--- DATA FOR THIS TASK Enclosed Below ---

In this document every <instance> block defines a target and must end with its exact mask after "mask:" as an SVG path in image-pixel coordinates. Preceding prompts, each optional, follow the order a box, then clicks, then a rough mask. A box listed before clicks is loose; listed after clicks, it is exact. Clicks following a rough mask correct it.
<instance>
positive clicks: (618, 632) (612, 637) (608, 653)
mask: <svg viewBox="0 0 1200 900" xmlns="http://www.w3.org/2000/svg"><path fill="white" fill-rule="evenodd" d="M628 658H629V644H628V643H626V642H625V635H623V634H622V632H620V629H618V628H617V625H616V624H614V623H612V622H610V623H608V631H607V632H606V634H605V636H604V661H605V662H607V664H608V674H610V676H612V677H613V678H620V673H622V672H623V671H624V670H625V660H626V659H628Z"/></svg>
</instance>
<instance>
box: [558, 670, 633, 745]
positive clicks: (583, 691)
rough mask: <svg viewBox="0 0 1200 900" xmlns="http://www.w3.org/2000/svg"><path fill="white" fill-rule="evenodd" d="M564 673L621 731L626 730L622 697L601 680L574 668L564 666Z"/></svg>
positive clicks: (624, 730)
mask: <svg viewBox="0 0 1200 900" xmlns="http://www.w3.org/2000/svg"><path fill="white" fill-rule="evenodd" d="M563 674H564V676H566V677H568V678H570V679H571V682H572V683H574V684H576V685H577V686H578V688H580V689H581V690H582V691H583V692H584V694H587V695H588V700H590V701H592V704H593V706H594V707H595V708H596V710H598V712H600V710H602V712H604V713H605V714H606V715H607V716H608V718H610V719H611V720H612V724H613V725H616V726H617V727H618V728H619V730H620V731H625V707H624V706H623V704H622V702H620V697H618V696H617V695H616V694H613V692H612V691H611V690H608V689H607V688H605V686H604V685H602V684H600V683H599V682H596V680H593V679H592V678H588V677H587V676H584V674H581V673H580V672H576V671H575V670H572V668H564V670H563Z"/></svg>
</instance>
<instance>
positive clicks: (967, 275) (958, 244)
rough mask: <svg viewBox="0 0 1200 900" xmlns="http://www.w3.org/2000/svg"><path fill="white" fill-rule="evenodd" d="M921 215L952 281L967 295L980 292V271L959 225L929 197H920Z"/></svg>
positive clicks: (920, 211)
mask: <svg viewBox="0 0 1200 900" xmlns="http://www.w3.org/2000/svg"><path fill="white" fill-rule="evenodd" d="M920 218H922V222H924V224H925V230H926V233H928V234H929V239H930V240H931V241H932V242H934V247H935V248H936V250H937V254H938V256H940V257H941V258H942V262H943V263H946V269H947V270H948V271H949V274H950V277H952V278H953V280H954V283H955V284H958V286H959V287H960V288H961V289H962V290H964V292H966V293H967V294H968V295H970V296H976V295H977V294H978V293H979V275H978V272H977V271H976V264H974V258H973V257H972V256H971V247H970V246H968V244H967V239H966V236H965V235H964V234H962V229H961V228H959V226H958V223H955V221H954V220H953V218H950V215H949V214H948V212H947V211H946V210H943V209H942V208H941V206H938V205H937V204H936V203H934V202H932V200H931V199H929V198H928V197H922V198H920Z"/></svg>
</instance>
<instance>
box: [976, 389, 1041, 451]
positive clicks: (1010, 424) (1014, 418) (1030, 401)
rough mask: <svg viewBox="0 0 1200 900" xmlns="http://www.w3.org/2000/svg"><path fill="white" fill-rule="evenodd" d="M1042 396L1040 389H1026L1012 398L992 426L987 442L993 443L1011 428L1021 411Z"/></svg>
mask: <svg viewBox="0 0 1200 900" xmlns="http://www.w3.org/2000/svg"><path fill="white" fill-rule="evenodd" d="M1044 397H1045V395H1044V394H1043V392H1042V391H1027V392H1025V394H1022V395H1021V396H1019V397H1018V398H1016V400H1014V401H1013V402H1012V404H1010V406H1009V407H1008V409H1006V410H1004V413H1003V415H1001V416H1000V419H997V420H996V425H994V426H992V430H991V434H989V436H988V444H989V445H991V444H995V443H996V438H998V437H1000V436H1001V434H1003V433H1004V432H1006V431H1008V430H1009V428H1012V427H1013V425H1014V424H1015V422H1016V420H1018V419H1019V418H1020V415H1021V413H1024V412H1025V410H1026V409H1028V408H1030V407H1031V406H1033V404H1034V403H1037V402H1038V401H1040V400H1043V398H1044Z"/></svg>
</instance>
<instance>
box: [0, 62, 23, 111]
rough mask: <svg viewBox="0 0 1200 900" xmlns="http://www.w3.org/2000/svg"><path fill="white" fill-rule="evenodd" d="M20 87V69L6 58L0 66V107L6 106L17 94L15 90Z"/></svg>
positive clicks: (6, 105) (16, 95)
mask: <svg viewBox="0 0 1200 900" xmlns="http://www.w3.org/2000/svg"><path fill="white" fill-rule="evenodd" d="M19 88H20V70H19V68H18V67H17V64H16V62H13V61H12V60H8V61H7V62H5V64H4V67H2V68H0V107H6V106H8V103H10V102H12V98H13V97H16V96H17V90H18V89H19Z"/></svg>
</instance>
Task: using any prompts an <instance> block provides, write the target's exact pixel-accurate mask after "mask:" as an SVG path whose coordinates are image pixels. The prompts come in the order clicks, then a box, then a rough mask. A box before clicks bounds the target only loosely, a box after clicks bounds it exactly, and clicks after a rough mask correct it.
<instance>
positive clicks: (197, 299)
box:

--- End of Enclosed DATA FOR THIS TASK ---

Please give only the number of lines above that contain the word "image".

2